EXERCISE: Set down every entry word for word. Omit the pictures.

Data listing:
— BEGIN —
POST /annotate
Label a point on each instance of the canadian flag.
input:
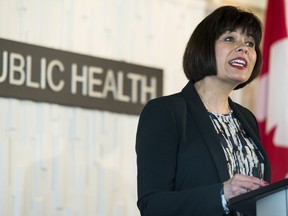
(272, 106)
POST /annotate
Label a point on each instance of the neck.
(215, 100)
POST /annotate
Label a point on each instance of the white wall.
(67, 161)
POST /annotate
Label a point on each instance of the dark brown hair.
(199, 58)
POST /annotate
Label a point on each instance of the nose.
(242, 48)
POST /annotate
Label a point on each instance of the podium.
(271, 200)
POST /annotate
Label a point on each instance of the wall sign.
(54, 76)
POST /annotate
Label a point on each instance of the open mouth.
(238, 62)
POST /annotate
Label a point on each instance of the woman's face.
(235, 56)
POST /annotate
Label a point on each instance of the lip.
(239, 63)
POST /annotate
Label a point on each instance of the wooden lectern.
(271, 200)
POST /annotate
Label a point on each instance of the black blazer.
(180, 161)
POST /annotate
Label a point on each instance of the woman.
(197, 149)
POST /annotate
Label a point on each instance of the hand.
(240, 184)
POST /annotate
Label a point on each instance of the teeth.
(238, 62)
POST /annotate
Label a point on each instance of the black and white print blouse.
(241, 153)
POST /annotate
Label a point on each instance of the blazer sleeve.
(157, 143)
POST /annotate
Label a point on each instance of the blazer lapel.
(206, 129)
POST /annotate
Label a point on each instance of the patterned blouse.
(241, 153)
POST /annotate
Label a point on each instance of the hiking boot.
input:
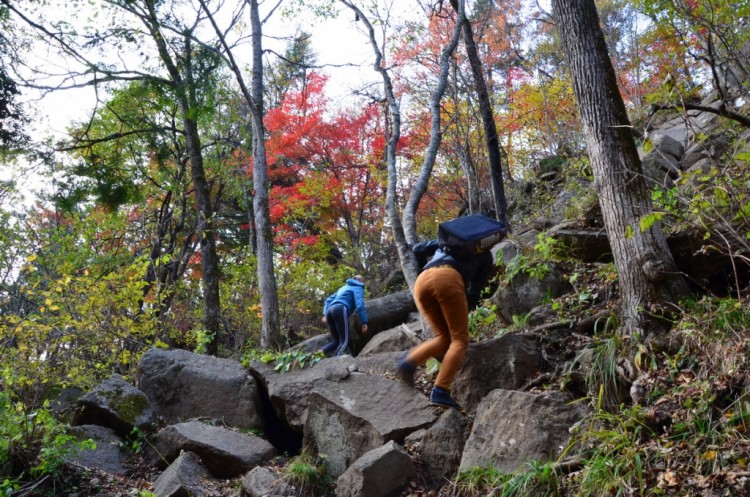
(405, 370)
(441, 398)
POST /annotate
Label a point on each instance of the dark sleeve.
(480, 278)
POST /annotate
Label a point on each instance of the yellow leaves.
(667, 479)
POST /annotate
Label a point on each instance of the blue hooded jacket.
(352, 296)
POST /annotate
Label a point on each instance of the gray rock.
(182, 478)
(289, 392)
(226, 453)
(108, 455)
(116, 404)
(182, 385)
(396, 339)
(349, 418)
(382, 472)
(261, 482)
(506, 362)
(512, 428)
(525, 292)
(441, 446)
(668, 144)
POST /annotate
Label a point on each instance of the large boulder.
(226, 453)
(441, 445)
(181, 385)
(524, 292)
(348, 418)
(116, 404)
(262, 482)
(107, 455)
(183, 478)
(396, 339)
(512, 428)
(289, 392)
(507, 362)
(382, 472)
— END —
FINISHED TASK:
POST /annotate
Label a point on each instance of the canadian flag.
input:
(272, 106)
POST /annotate
Label a point on each instance of the neck.
(215, 100)
POST /annotate
Label a point on each instance of the white wall.
(67, 161)
POST /annotate
Label a point on each instance of the dark brown hair.
(199, 58)
POST /annotate
Label a point on each instance of the nose.
(242, 48)
POST /annotate
Label a point on each instance of the podium.
(271, 200)
POST /annotate
Label a point on each instance of the wall sign.
(54, 76)
POST /annotate
Label a point on each instance of the open mouth.
(238, 62)
POST /annotate
Label a point on each instance of the woman's face.
(235, 56)
POST /annotate
Label a point on each instance of the lip.
(239, 63)
POST /annotate
Label a point on each instance of the wooden lectern.
(271, 200)
POST /annotate
Label a point on each instance of the black blazer.
(180, 161)
POST /annotate
Label a point on each instance of the woman.
(197, 149)
POST /annotate
Label a point on each instance of the hand.
(240, 184)
POST /annotate
Label a point on each instance of the teeth.
(238, 62)
POST /annotate
Label a point on each instance of the black and white print blouse.
(241, 153)
POST /annotate
Label a point on each instance of the blazer sleeve.
(157, 143)
POST /annotate
Label a point on each instance of the blazer lapel.
(206, 129)
POST /annotate
Label a point on each instance of the patterned blouse.
(241, 153)
POST /annotate
Label a point on each instance of the hiking boot.
input:
(405, 370)
(441, 398)
POST /annotate
Label a point on each instance of the dark sleeve.
(480, 278)
POST /annotate
Label a point on each instance of the yellow leaves.
(667, 479)
POST /annotate
Label a point on each instance of the blue hooded jacket.
(352, 296)
POST /annotate
Label a point on each instance of the gray rock.
(182, 478)
(289, 392)
(226, 453)
(108, 455)
(116, 404)
(182, 385)
(396, 339)
(349, 418)
(382, 472)
(261, 482)
(506, 362)
(512, 428)
(525, 292)
(441, 446)
(668, 144)
POST /annotate
Label a point on each instance of the large boulder.
(226, 453)
(441, 445)
(181, 385)
(524, 292)
(348, 418)
(116, 404)
(262, 482)
(107, 455)
(183, 478)
(396, 339)
(512, 428)
(289, 392)
(507, 362)
(382, 472)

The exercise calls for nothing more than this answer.